Looking at the data below, how many lines include the word "golden"? Respond with the number only.

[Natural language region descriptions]
_ _ _ _
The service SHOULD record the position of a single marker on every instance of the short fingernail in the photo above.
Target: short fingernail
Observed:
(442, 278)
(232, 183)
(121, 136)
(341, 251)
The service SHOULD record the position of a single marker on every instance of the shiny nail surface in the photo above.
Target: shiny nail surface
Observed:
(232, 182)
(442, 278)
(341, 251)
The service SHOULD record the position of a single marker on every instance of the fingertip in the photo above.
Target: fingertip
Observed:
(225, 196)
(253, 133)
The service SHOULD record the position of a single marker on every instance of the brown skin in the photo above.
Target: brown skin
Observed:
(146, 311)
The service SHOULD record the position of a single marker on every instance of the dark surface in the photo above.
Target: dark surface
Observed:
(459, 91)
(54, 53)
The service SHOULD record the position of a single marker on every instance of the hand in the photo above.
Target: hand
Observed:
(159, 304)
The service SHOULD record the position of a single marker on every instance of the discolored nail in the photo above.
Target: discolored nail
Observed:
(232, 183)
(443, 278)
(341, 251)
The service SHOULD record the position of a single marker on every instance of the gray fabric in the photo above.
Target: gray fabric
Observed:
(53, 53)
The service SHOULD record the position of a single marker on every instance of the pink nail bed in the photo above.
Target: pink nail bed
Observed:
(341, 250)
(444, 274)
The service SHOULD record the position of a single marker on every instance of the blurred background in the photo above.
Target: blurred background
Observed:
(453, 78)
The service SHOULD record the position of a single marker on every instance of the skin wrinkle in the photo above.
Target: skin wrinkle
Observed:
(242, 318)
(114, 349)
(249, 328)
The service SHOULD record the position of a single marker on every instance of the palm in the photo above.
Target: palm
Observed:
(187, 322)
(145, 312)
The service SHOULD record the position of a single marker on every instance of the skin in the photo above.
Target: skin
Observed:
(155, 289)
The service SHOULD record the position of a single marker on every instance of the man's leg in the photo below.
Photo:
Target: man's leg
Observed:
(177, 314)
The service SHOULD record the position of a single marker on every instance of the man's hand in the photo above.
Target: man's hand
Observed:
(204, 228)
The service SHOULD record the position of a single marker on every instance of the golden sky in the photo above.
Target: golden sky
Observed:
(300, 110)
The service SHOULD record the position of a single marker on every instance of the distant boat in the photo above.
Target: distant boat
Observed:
_ _ _ _
SOLVED PROBLEM ::
2